**DOCUMENT PASSAGE:**
--

Election results indicate that boycotting groups will not find the commitment and willingness to trigger a showdown with the authorities

Gulf News

The new parliament in Kuwait may offer the country a chance of more stable government after a gruelling period when there have been 13 governments in only seven years and three parliaments in only 17 months. This week’s parliamentary elections made the radicals lose out slightly to the liberals, resulting in a parliament that looks set to be more willing to work with the government appointed by the ruler.

The Liberals had no seats in the previous 50-seat parliament and they won at least three this time; while Sunni Islamists increased their score from five to seven seats; and tribal groups maintained their substantial position with 24 seats. The Shiite candidates were the big losers as their total fell to eight, from a record 17 in the previous parliament. The cabinet resigned as required by the constitution after any election and a new government will be appointed probably retaining the outgoing prime minister, Shaikh Jaber Mubarak Al Sabah. But after years of continual political crisis since 2006, the political process in Kuwait has a sense of exhausted resignation, which will make it hard for the groups which boycotted the election to build momentum for their viewpoint.

The boycotting groups included the Muslim Brotherhood and some prominent tribal figures and they will likely generate popular fury outside parliament. They will also try to challenge the parliament’s constitutional legitimacy in the courts, which seems less likely to agree to entertain such challenges to this parliament after ruling in favour of changes to the electoral law last month.

The boycotting groups want to campaign for fundamental constitutional changes, but since they refused to take part in the polls, they will have to rely on support from people on the street. After years of continual crisis, this election result is a small indication that they will not find the commitment and willingness to trigger a showdown with the authorities. It is also important that the boycott was not absolute and some opposition figures won seats in the parliament.

--

**EXCERPTED DATA:**
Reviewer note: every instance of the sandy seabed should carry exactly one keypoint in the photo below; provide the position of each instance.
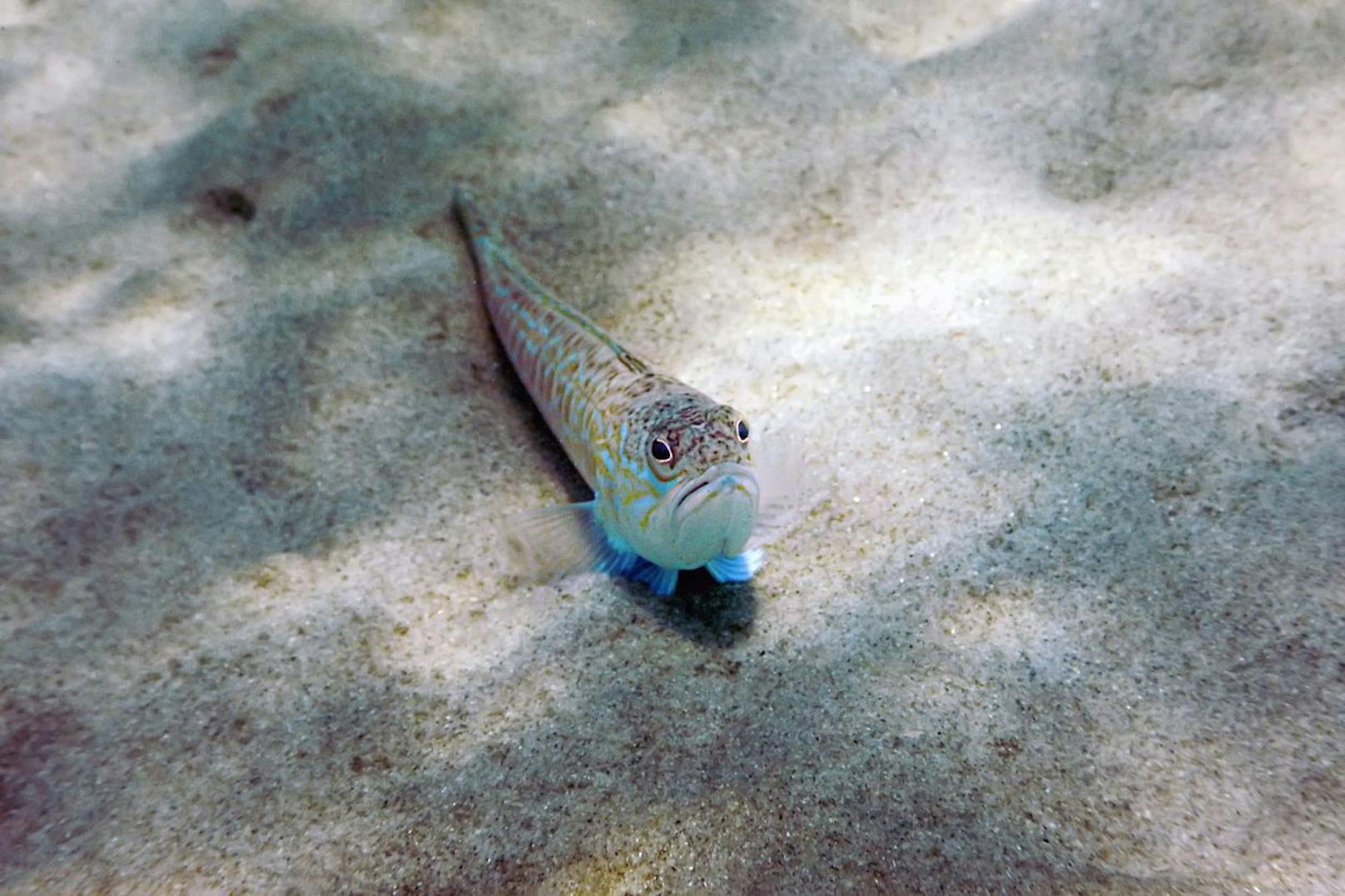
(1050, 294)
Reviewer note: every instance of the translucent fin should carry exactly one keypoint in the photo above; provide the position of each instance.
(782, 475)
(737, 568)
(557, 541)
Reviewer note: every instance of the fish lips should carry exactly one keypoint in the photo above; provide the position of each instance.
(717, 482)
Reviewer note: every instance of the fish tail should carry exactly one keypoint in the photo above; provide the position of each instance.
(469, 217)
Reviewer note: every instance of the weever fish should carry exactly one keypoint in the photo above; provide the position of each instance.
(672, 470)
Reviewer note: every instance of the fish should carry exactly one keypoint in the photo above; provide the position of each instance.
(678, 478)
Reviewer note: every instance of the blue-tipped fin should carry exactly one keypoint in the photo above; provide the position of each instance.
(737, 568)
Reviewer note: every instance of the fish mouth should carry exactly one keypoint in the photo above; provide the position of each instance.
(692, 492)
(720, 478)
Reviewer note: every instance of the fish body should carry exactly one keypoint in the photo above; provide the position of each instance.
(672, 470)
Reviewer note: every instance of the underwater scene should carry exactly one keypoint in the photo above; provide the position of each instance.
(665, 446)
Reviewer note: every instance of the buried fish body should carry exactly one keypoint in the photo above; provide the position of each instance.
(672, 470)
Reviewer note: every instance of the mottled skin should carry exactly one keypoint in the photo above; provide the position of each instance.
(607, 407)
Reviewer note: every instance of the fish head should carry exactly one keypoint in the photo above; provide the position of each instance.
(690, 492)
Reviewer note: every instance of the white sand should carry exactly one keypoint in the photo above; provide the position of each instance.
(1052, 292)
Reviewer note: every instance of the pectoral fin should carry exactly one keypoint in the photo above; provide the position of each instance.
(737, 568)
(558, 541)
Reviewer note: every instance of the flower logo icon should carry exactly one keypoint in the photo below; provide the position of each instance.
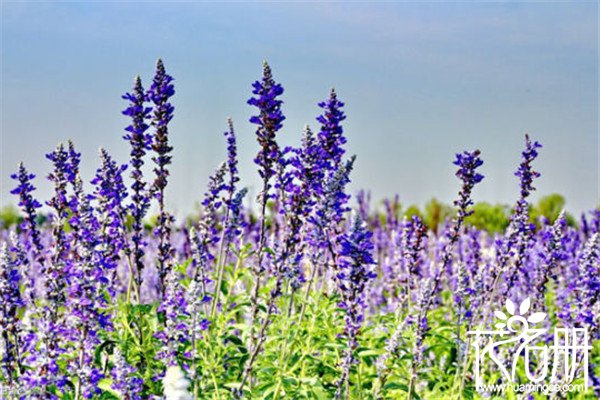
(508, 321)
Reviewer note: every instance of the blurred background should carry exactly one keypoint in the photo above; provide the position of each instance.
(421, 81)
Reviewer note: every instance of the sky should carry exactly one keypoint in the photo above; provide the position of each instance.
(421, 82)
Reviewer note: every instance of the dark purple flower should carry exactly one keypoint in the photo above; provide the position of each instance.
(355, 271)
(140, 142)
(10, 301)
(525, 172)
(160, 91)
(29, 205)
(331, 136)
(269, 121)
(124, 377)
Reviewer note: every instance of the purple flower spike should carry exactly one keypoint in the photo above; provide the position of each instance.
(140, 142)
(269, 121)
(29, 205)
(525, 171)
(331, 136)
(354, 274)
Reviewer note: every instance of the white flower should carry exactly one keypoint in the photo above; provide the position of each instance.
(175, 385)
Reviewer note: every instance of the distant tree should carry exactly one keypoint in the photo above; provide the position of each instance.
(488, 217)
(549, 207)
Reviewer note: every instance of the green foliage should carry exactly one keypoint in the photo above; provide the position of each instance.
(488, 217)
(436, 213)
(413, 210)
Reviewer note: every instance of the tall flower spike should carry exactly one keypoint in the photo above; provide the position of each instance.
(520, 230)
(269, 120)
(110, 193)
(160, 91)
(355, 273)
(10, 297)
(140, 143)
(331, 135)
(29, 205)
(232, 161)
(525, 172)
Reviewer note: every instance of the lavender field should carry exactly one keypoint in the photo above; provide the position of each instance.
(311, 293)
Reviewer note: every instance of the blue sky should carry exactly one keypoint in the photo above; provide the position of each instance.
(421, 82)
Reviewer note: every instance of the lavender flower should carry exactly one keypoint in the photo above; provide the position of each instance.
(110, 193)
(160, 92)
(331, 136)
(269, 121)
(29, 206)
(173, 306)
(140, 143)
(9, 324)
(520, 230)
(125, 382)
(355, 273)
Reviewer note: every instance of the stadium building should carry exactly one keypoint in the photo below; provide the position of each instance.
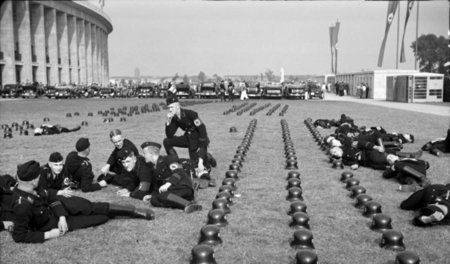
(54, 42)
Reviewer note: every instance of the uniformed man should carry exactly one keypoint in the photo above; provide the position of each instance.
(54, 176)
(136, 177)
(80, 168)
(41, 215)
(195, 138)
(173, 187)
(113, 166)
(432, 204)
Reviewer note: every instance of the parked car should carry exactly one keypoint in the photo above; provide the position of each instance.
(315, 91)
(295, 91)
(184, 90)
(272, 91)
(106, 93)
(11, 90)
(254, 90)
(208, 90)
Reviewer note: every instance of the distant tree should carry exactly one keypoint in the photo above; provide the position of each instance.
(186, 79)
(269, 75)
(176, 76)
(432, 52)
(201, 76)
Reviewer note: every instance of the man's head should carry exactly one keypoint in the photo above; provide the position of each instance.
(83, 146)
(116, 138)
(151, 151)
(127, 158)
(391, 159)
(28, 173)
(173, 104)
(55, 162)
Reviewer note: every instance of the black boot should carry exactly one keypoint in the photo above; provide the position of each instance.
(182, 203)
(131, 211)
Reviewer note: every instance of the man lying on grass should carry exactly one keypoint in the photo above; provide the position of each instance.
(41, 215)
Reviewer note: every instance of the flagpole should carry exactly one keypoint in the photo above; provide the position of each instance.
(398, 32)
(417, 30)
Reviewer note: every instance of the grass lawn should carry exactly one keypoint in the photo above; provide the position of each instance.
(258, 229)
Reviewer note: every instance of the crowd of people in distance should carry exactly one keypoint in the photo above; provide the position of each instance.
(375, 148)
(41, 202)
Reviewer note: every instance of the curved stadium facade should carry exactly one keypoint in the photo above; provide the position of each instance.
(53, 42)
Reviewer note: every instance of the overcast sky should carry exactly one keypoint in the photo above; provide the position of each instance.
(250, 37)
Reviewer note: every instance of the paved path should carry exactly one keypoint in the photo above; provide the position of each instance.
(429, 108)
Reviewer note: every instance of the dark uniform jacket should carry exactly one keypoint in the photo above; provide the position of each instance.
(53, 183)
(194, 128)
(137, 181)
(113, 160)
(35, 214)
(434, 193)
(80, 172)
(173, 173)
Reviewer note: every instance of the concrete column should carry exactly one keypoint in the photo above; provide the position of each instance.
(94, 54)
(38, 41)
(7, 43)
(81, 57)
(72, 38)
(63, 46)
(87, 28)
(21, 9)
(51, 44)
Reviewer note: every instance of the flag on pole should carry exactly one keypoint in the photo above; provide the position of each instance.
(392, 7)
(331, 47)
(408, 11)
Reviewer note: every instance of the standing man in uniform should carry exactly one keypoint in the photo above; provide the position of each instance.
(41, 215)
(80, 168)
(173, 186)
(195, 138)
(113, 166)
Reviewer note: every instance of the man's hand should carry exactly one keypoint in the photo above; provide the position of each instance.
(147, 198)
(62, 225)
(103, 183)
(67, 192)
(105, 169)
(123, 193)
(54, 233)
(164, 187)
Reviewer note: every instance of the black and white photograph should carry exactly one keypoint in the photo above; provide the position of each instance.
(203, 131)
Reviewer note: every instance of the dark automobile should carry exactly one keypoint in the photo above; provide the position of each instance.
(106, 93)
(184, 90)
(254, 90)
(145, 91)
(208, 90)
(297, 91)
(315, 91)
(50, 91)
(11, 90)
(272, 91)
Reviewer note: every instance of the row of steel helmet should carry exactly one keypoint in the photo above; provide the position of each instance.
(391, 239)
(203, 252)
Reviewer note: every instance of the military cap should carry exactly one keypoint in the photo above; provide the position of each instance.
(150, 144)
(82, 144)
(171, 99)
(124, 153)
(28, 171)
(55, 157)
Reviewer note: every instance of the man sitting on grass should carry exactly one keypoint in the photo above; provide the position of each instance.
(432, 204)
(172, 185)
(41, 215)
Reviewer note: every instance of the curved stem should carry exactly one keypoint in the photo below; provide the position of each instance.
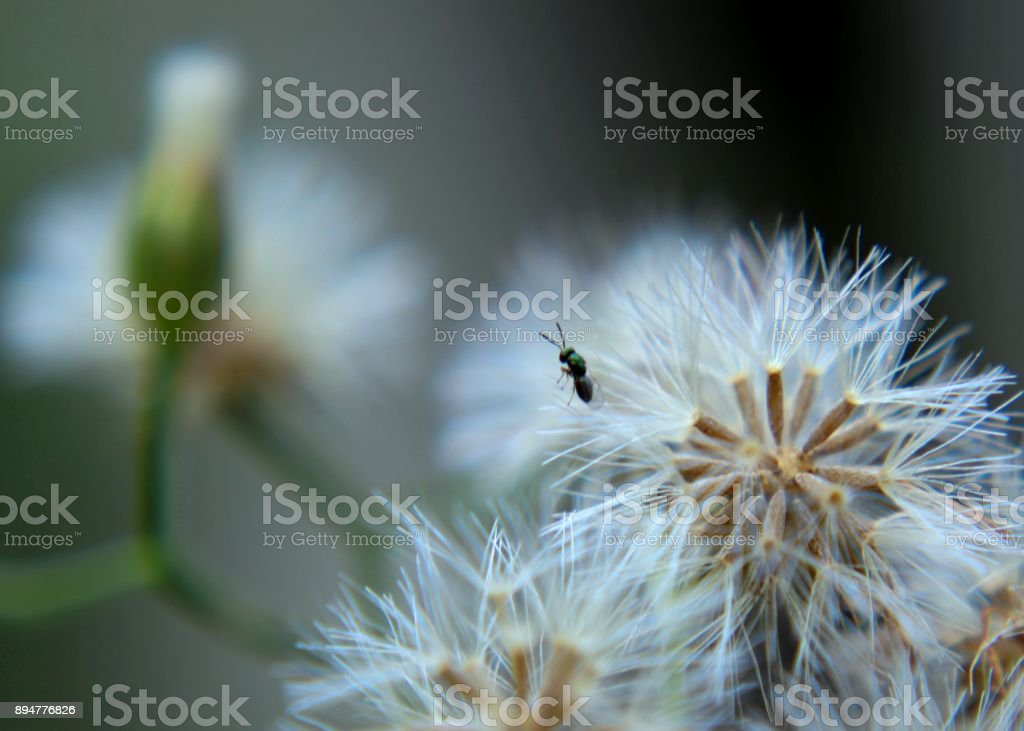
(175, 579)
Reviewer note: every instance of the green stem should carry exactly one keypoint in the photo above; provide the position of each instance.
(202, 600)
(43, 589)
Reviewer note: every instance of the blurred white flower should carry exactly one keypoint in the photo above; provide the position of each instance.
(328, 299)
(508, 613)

--

**CHALLENGE:**
According to the piece on Kuwait's parliamentary elections, please state how many seats the Shiite candidates won.

**RESPONSE TO THE TASK:**
Eight seats.